Given records START

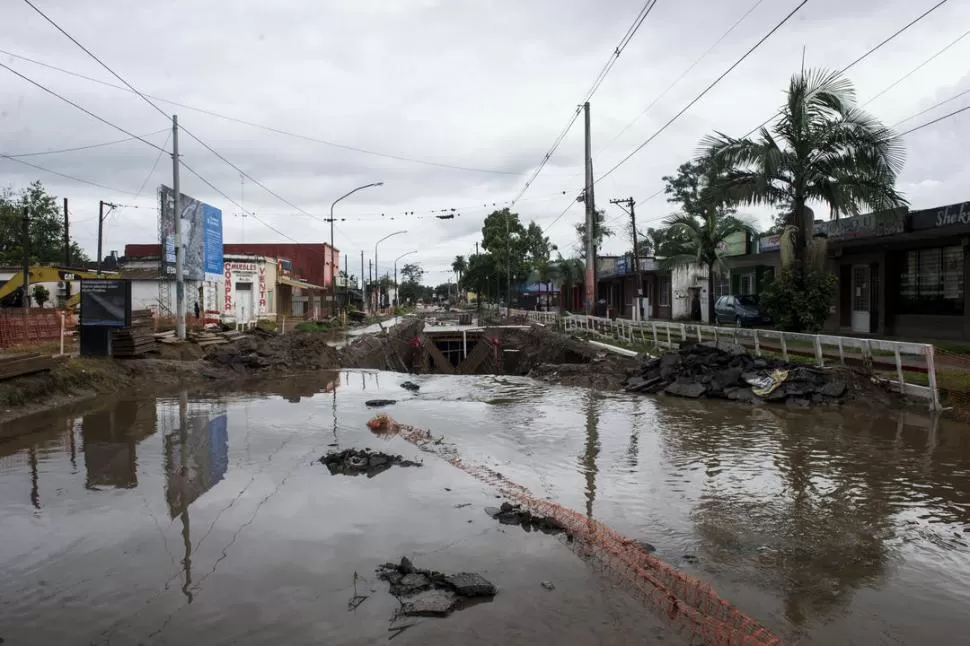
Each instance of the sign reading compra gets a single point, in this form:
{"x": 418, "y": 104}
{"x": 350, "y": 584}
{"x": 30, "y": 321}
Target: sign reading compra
{"x": 105, "y": 303}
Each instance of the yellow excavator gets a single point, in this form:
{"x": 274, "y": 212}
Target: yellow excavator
{"x": 11, "y": 292}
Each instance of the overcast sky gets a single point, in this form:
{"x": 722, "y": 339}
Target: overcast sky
{"x": 482, "y": 85}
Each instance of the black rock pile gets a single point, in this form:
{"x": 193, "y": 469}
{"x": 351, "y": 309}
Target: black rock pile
{"x": 355, "y": 462}
{"x": 509, "y": 514}
{"x": 430, "y": 593}
{"x": 727, "y": 371}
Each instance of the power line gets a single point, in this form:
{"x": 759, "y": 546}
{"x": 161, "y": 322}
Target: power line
{"x": 937, "y": 120}
{"x": 65, "y": 176}
{"x": 932, "y": 107}
{"x": 917, "y": 68}
{"x": 597, "y": 82}
{"x": 265, "y": 127}
{"x": 683, "y": 75}
{"x": 87, "y": 147}
{"x": 234, "y": 202}
{"x": 79, "y": 107}
{"x": 705, "y": 91}
{"x": 862, "y": 58}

Given records END

* Task brief *
Should a picture appear among the entries, skip it and copy the rest exactly.

* Task response *
Each instance of the sign reading compra gets a single point, in this form:
{"x": 418, "y": 104}
{"x": 350, "y": 584}
{"x": 30, "y": 321}
Target: sign reading compra
{"x": 105, "y": 303}
Each instance of the yellow excavator gets a single point, in this form:
{"x": 274, "y": 212}
Target: yellow excavator
{"x": 11, "y": 292}
Each instance of the overcast sky gets a single point, in this form:
{"x": 722, "y": 339}
Target: overcast sky
{"x": 482, "y": 85}
Each instance of the black rock pile gets a single point, in this form:
{"x": 193, "y": 469}
{"x": 351, "y": 309}
Target: black rock pile
{"x": 355, "y": 462}
{"x": 509, "y": 514}
{"x": 430, "y": 593}
{"x": 727, "y": 371}
Each instance of the power line gets a single point, in this form:
{"x": 759, "y": 546}
{"x": 161, "y": 322}
Target: power line
{"x": 937, "y": 120}
{"x": 65, "y": 176}
{"x": 932, "y": 107}
{"x": 917, "y": 68}
{"x": 597, "y": 82}
{"x": 265, "y": 127}
{"x": 683, "y": 75}
{"x": 87, "y": 147}
{"x": 234, "y": 202}
{"x": 79, "y": 107}
{"x": 705, "y": 91}
{"x": 862, "y": 58}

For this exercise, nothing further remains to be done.